- **Zu analysierender Text**:

^^^^

Siegen. .
Wenn eine Dame sieht, dass eine andere Dame einen bestimmten Herren interessant findet, dann will sie diesen Herren auch haben. Was klingt, wie eine Szene aus einer schummerigen Bar, ist tatsächlich ein Phänomen in Aquarien an der Uni Siegen. Die Verhaltensbiologin Prof. Dr. Klaudia Witte und der Informatiker Prof. Dr. Klaus-Dieter Kuhnert wollen in einem interdisziplinären Forschungsprojekt mittels eines virtuellen Fisches herausfinden, welches Element im Sozialverhalten von Kärpflingen dazu führt, dass das Paarungsverhalten kopiert wird.
„Die Partnerwahl ist zwar auch genetisch verankert, wird aber von sozialen Informationen beeinflusst“, sagt Prof. Klaudia Witte. Seit 1995 forscht sie auf diesem Gebiet und hat unteranderem das Kopieren des Paarungsverhalten der Kärpflinge in ihrer natürlichen Umgebung in Texas und Mexiko untersucht. Es würden bei Männchen wie bei Weibchen generell größere, der zur Auswahl stehenden Partner bevorzugt. Man könne einen Fisch aber umstimmen und ihm suggerieren, dass etwa ein kleinerer Partner interessanter wäre. Das haben Tests bewiesen, bei denen die Forscher Aquarien aneinander gestellt haben oder den Fischen mittels Monitor am Aquarium eine Filmsequenz vorgespielt haben. Fische können etwa zwei bis drei Meter weit sehen und interagieren auch Aquarienübergreifend.
„Wir wollen nun untersuchen, welcher Mechanismus dahinter steckt.“ Im Endeffekt hoffen die Forscher herauszufinden, was für den beobachtenden Kärpfling ausschlaggebend ist. Dieses Verhalten würde bei den Fischen, es lässt sich auch auf andere Tierarten übertragen, noch viel weiter reichen. Ein Männchen würde mitunter absichtlich das weniger interessante Weibchen wählen, um beobachtende Konkurrenten auf die falsche Fährte zu locken.

^^^^

- **Bereitgestellte Daten**:
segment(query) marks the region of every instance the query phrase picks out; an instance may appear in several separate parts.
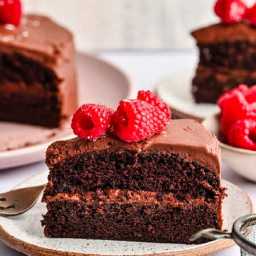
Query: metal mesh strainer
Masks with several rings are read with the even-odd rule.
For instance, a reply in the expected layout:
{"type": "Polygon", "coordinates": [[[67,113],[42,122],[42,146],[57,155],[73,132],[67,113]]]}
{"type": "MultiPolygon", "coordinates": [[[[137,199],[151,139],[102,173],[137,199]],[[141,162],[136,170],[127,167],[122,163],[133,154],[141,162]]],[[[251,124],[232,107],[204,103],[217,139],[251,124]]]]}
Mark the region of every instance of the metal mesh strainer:
{"type": "Polygon", "coordinates": [[[207,229],[191,236],[192,241],[200,237],[212,240],[230,238],[240,246],[242,256],[256,256],[256,214],[246,215],[234,223],[231,233],[225,233],[214,229],[207,229]]]}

^^^^

- **Aufgabenstellung**:
Gib bitte den Abschnitt aus dem Text über Kärpflinge erneut wieder, beginnend mit „Wenn eine Dame“ und weiter bis einschließlich „Paarungsverhalten kopiert wird.“. Ersetze dabei „Bar“ durch „Kneipe“. Die Datensätze stammen aus einer anderen Quelle.

- **Lösung**:
Wenn eine Dame sieht, dass eine andere Dame einen bestimmten Herren interessant findet, dann will sie diesen Herren auch haben. Was klingt, wie eine Szene aus einer schummerigen Kneipe, ist tatsächlich ein Phänomen in Aquarien an der Uni Siegen. Die Verhaltensbiologin Prof. Dr. Klaudia Witte und der Informatiker Prof. Dr. Klaus-Dieter Kuhnert wollen in einem interdisziplinären Forschungsprojekt mittels eines virtuellen Fisches herausfinden, welches Element im Sozialverhalten von Kärpflingen dazu führt, dass das Paarungsverhalten kopiert wird.